§ PROBLEMS AND TASKS
1. In the article on retirement for school leaders, what is the title of the author's book of retirees' stories?
2. Extend the article on retirement for school leaders, picking up right after its final sentence.

§ PAGE TEXT
——

The Gift Package of Retirement

Unwrapping and sorting the sundry choices once the career in school leadership concludes by Donald R. Draayer

Poet Robert Browning captures the best retirement mindset in the opening verse of “Rabbi Ben Ezra:”

Grow old along with me!
The best is yet to be,
The last of life, for which the first was made:
Our times are in His hand
Who saith, “A whole I planned,
Youth shows but half; trust God: see all,
Nor be afraid.

The hunger for significance in life never ends. What changes in our retirement is how we fill that need. My research into stories of retirees, included in my book Retirement Straight Talk: Stories and Wisdom of Educators, reveals that deeply held values do find new venues for release, service and immense satisfaction.

For most school administrators, introspection and investigation into possibilities for post-retirement years begin prior to one’s resignation; however, the intensity of thought, feeling, and deliberation moves to a much higher plane once life after the superintendency becomes reality.

Colleagues, friends and family ask probing questions such as: “What are you going to do now?” or “What are you up to these days?” Short answers usually suffice, but the underlying, a-priori questions for the retiree remain. “How do I wish to spend my remaining years on earth? How do I make a positive difference in the world now that I am retired?”

Every retiree provides answers — by design or default.

Distinct Options

Decision making for some superintendents is delayed by the glorious relief from heavy responsibilities. For others, there is discomfort with the unknown and the probing inquiries from self and by others. And almost always, retirees express surprise by the host of issues related to this transition because retirement is not a singular decision. It reshapes the whole landscape.

Early in my own retirement I listened to stories from retired educators, both long and short, to better prepare me for my own journey. Interviews with hundreds of retired superintendents, principals and educators have pointed to four distinct alternatives to the use of retirement time — although the choices are not mutually exclusive. These alternatives are:

  • pursuing personal interests;
  • continuing in the education field in a more limited capacity;
  • responding to opportunities in the private sector; and
  • hearkening to the call to community service.

Personal Pursuits

Personal interests that often are set aside or truncated by work ethic, office demands or political realities during one’s career become fully open to exploration, in-depth pursuit and enjoyment in retirement. No single pathway emerges because individual desires, vagaries of choice and personal imagination follow us into retirement.

More physical activity is common. Unrestricted by time and knowing the health benefits of exercise, many retirees enjoy more physical activity.

——

§ INFORMATION SHOWN
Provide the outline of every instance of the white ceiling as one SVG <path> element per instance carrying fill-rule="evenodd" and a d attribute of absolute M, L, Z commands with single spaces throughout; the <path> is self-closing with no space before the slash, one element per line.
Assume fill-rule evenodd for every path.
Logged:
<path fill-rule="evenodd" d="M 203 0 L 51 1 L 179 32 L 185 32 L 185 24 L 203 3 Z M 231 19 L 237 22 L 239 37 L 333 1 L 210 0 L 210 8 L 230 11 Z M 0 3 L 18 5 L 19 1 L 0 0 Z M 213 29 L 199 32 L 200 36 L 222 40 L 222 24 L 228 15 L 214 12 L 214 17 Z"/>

——

§ EXERCISE RESPONSES
1. Retirement Straight Talk: Stories and Wisdom of Educators

2.
Hobbies come into full bloom for many in retirement because retirees face fewer time constraints. Also, school administrators usually have sufficient financial resources to follow through on their interests as long as good financial wisdom developed during career years is ongoing.

Retirees commonly report more travel. Many superintendents while under contract are reluctant to be gone for extended periods and some do not use all their vacation days. Retirement completely changes this picture, unless health concerns arise. Even then, travel options that are closer at hand or for shorter duration remain available.

No other personal interest in retirement is pursued with greater passion than additional time with grandchildren. Most retirees with families move these stories to the top of their interest list.

Educator Capacity

Retirement brings a new season in life, but severing the cord to the educational community need not be complete, at least for a time. Indeed, frequent career moves among multiple states or time off for child-rearing may preclude maximum retirement benefits so that some additional income during retirement years becomes more than welcome.

Superintendents and other school administrators have marketable skills, attitudes and experiences that are honed within educational settings. Educators make superb candidates for many education-related vacancies.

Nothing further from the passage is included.